Text provided>
= = = = = = =
# How do the Tier 3 folks use their Rachios?



## BarakaRS (Jun 23, 2018)

Hey everyone. I am curious how folks use their Rachios when trying to achieve or even maintain a tier 3 lawn?

Now I don't want to get ahead of myself and suggest that I have a tier 3 lawn because currently I don't, but that is something I would love to get to some day.

So you folks set fixed schedules on your Rachios or do you use the Flex Daily schedule after getting your zones dialed in? I'm just curious if the Flex Daily schedules merely keep the lawn green or does the "Max Allowed Depletion irrigation model" actually create conditions that can help Drive deep healthy roots.

I have purchased my first Rachio (Gen 3), but with the prevailing knowledge that is best to water 1 inch per week spread out over a couple waterings, are the other scheduling options really necessary? Curious about everyone's opinion on this.

Thanks in advance!


----------



## g-man (Jun 15, 2017)

I've been using the flex schedule for a while. I do also track my ET independently and I cross check the rachio. Overall once it is setup correctly, it matches what I would do. I change my Max allowed and crop coefficient thru the year (I wish the do this automatically). In spring/fall I set to 1.0 and. 60%. In summer I set to 0.85 and 50%.
= = = = = = =
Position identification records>
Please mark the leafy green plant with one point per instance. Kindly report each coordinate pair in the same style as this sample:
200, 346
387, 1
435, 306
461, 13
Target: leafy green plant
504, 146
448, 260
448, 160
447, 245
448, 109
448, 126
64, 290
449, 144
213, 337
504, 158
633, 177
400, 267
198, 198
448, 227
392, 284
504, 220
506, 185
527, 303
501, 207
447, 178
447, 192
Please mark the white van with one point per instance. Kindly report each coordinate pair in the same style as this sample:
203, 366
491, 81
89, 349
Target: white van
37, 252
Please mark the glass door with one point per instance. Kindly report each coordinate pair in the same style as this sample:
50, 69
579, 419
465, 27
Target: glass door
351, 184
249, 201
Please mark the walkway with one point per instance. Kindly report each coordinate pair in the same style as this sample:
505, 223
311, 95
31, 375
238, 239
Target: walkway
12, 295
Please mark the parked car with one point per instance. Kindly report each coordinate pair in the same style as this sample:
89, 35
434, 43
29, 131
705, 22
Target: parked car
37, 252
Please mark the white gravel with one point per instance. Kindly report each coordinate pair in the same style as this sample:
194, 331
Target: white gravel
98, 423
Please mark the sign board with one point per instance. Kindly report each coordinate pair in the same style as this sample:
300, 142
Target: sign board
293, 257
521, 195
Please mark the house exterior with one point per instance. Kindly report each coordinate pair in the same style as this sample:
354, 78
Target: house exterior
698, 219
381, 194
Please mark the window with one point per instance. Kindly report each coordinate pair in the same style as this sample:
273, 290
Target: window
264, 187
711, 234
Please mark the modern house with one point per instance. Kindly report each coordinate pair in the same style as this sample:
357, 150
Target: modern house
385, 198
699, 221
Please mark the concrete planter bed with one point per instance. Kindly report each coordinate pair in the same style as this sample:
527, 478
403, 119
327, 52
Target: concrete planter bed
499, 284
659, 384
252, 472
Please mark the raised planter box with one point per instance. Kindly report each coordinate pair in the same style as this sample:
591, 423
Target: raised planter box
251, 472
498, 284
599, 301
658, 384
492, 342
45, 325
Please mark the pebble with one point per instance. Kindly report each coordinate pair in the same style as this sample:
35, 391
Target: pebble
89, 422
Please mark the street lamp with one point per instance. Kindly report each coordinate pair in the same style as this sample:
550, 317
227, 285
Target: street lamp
= = = = = = =
Problem set>
- 1) Output the section of the Rachio thread from "So you folks" to "Thanks in advance!".
- 2) Answer these questions from the Rachio thread:
(a) Which generation of Rachio did BarakaRS purchase?
(b) How much water per week does BarakaRS cite as the prevailing knowledge?
(c) What two values does g-man set in summer?
Rely only on the Rachio thread for what comes next.

Answers to the exercises>
- 1)
So you folks set fixed schedules on your Rachios or do you use the Flex Daily schedule after getting your zones dialed in? I'm just curious if the Flex Daily schedules merely keep the lawn green or does the "Max Allowed Depletion irrigation model" actually create conditions that can help Drive deep healthy roots.

I have purchased my first Rachio (Gen 3), but with the prevailing knowledge that is best to water 1 inch per week spread out over a couple waterings, are the other scheduling options really necessary? Curious about everyone's opinion on this.

Thanks in advance!

- 2)
(a) Gen 3.
(b) 1 inch per week, spread out over a couple of waterings.
(c) 0.85 and 50%.